__Tujuan Tugas 1__: Dalam tulisan tentang peran perempuan dalam pemilu, berapa persen keterwakilan perempuan yang wajib disertakan partai politik dalam kepengurusan tingkat pusat menurut UU No. 7 tahun 2017?
__Tujuan Tugas 2__: Sambung tulisan tentang peran perempuan dalam pemilu, mulai setelah kalimat terakhirnya.

__Kutipan Dokumen__:

__________________________________________________

Peran Perempuan Dalam Pemilu Di Indonesia
-Baca Juga
Anis Andayani |
Oleh : Anis Andayani*
Pasca reformasi 1998 terdapat eskalasi politik perempuan di Indonesia, hal ini terlihat sejak Pemilu 2009 yang notabene Pemilu pertama di era reformasi terdapat 45 perempuan yang terpilih menjadi anggota DPR atau sebanyak 9% , kemudian naik menjadi 11,3% pada Pemilu 2004 dan 18% pada pemilu 2009 namun menurun menjadi 17% pada pemilu 2014. salah satu penyebab terjadinya hal tersebut adalah adanya afirmatif action yang terdapat dalam beberapa aturan perundang-undangan yang salah satunya tertuang dalam undang-undang No. 7 tahun 2017 tentang Pemilihan Umum.
UU
No. 7 tahun 2017 mengamanahkan pada partai politik untuk menyertakan 30%
keterwakilan perempuan dalam kepengurusan tingkat pusat.
Dengan
adanya aturan tersebut seharusnya cukup memberikan ruang terhadap perempuan
sehingga dapat ikut serta berperan dalam kontestasi politik baik sebagai
peserta maupun sebagai Penyelenggara Pemilu, namun eskalasi tersebut belum
cukup memenuhi kuota keterwakilan 30% perempuan.

__________________________________________________

__Data yang Diberikan__:

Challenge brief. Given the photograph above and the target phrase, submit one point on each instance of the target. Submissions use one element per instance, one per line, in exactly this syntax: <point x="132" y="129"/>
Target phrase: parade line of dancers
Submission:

__________________________________________________

__Jawaban Tugas 1__: 30%.

__Jawaban Tugas 2__:
Perempuan Sebagai Peserta Pemilu
Dalam sejarah pemilu sejak terjadi reformasi kehadiran perempuan dalam parlemen meningkat namun pada pemilu 2014 prosentase perempuan di palemen menurun, dari 18% pada pemilu 2009 menurun menjadi 17% pada pemilu 2014, “Perspektif Ida Fauziah dalam GELIAT PEREMPUAN PASCA REFORMASI (2015:75), Penurunan ini terjadi karena beberapa factor. Pertama factor cultural. Factor ini berupa paradigm patriarki yang masih berkembang di masyarakat.
Dunia politik
masih dianggap dunia kaum lelaki. Masih kuat persepsi yang memandang bahwa
perempuan tidak pantas masuk kancah politik. Situasi ini berdampak pada dua
hal, yaitu masih sedikitnya kader perempuan yang serius masuk partai polotik,
dan rendahnya kesadaran dan partisipasi pemilih perempuan untuk memilih caleg
perempuan.
Kedua,
secara structural, affirmative action
yang dilakukan untuk mendorong keterpilihan perempuan ternyata blum efektif”.
Akan
tetapi di Pemilu 2019 terdapat peningkatan prosentase perempuan di parlemen,
yaitu sebesar 20,5%. Terdapat peningkatan 3,5% dari prosentase perempuan
di parlemen pada 2014. Namun tetap saja
peningkatan yang cukup signifikan tersebut belum mencapai prosentasi afirmasi
yang diberikan.
Afirmasi
yang tertuang dalam undang-undang parpol dan pemilu mewajibkan bagi partai
politik untuk mencalonkan minimal 30% caleg perempuan dari jumlah caleg di
setiap daerah pemilihan. Bahkan terancam dicoret dari kepertaan pemilu jika
tidak dapat memenuhi kuota tersebut.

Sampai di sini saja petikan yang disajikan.